### Text excerpt
## begin

These small-scale farmers are not being asked to pay fees to receive a third-party stamp of approval. Instead, they become actively engaged in CCT’s environmental education programs, receiving training in conservation-friendly agriculture, reforestation and biodiversity monitoring.

Livelihoods prosper through increased crop yields and better prices on the market through partners in Conservation International’s Conservation CoffeeSM program.

Donald Diaz, a third-generation coffee grower living on the slopes of La Amistad International Park, talks of the past and his experience with CCT’s conservation and development program.

"In my father’s time, farmers here cut down the forest in order to plant coffee," he says. "They paid no attention to conserving sources of drinking water, nor to protecting habitat for wildlife. Now, we know that we need the forest to survive, and we’re planting more trees.

"My 1.5-hectare coffee field already has nine different useful plants in it, and it looks great. My children are learning to plant trees and are very concerned about nature."

CCT’s work with coffee producers, their families and institutions is multi-faceted. It includes conducting surveys and monitoring of biodiversity on coffee farms; reforestation with native trees; environmental education in schools and communities; organizational and technical support for community-based, nongovernmental groups; and a focus on ensuring social and institutional sustainability of partner organizations.

## end

[Point-based annotation data]
## begin

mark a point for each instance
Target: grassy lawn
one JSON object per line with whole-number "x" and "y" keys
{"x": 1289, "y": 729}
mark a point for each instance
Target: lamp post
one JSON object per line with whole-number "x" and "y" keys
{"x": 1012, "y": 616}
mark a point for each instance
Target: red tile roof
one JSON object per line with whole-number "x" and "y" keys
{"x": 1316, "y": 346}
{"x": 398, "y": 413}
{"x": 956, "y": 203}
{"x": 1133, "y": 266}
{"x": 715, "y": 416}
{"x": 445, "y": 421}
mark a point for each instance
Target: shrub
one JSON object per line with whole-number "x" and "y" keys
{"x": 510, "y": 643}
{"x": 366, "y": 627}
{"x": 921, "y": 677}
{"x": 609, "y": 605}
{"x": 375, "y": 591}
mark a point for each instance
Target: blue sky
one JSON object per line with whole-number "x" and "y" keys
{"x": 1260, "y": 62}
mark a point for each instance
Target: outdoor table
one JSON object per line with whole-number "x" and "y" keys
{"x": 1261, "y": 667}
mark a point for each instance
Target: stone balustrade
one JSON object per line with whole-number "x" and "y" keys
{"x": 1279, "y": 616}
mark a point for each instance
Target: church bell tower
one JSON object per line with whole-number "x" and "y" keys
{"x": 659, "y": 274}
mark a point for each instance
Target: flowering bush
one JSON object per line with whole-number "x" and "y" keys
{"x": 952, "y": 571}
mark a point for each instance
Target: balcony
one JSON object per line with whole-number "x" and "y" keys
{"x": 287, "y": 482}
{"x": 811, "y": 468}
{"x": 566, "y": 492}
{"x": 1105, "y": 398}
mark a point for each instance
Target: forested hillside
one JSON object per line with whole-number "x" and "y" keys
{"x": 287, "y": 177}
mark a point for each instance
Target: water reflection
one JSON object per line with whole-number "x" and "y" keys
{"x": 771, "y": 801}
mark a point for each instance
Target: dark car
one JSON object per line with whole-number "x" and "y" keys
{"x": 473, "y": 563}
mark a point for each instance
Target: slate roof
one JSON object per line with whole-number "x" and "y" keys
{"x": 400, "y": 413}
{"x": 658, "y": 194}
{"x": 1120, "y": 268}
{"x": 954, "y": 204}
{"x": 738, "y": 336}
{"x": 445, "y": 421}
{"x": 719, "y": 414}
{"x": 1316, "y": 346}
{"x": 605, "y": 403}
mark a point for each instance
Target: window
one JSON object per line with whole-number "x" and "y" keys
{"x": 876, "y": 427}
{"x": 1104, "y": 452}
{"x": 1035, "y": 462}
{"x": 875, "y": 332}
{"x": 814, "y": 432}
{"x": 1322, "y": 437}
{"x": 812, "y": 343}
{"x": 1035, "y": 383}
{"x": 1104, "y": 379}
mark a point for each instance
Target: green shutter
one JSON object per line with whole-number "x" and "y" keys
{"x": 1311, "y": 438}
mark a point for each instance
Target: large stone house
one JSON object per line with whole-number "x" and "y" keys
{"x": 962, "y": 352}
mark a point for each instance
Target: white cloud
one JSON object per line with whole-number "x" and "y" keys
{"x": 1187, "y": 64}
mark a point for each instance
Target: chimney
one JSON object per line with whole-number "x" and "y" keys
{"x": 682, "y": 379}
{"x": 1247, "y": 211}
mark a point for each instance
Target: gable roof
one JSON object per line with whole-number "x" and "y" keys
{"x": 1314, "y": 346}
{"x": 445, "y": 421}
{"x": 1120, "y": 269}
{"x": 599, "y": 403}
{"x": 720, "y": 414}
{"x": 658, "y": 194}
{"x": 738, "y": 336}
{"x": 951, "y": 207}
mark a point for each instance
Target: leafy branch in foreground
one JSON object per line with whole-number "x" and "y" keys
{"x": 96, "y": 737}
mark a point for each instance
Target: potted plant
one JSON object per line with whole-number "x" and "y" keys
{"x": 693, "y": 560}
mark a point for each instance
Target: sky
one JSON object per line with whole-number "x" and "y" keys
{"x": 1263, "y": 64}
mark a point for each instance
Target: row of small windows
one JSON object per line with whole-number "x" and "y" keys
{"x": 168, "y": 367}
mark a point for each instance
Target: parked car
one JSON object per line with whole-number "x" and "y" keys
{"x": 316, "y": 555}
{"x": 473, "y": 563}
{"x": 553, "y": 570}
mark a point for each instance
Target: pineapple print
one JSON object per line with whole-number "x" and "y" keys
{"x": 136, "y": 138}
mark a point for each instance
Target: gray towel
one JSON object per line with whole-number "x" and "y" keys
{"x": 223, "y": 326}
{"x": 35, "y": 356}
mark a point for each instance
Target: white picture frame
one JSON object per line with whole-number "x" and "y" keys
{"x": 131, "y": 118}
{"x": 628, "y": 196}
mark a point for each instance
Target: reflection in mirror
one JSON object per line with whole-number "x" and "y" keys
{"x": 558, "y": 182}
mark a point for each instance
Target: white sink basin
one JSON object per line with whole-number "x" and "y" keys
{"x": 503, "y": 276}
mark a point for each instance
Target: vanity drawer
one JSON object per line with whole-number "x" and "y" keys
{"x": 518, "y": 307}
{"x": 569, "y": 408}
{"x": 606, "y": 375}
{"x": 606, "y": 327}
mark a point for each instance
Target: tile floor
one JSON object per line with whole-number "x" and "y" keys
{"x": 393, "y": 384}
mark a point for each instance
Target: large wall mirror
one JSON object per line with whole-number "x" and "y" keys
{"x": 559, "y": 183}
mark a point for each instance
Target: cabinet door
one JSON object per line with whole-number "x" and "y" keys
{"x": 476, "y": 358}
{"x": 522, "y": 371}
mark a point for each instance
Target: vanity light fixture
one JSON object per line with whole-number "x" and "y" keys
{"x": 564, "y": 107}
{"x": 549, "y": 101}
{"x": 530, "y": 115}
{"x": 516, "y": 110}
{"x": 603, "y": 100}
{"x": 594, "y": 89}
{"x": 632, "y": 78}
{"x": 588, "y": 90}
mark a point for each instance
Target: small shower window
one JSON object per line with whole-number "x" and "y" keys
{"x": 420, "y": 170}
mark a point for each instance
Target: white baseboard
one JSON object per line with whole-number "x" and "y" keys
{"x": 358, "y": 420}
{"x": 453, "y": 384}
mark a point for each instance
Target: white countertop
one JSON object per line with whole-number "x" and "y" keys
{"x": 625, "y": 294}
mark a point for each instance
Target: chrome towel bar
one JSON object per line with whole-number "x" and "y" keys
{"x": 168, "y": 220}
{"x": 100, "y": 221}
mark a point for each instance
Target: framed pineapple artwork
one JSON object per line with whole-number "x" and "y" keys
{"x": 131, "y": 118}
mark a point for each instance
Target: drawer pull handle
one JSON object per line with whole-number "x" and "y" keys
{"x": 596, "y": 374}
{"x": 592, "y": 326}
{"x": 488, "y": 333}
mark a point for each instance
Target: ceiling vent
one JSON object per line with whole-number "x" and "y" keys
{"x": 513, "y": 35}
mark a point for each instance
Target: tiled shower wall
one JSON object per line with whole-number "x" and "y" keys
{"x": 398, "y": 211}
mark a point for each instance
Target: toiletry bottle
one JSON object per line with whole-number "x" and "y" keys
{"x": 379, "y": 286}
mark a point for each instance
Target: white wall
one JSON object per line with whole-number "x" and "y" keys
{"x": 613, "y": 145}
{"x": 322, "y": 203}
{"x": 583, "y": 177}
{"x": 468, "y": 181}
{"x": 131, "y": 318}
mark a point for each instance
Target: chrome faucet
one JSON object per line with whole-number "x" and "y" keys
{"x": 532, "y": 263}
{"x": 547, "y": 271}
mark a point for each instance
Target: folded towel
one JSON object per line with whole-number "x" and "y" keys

## end

### Task details
What does CCT's work with coffee producers, their families and institutions include, according to the text on coffee growers and conservation? List each part. You can set the records aside; nothing here depends on them.

### Output below
- Conducting surveys and monitoring of biodiversity on coffee farms
- Reforestation with native trees
- Environmental education in schools and communities
- Organizational and technical support for community-based, nongovernmental groups
- A focus on ensuring social and institutional sustainability of partner organizations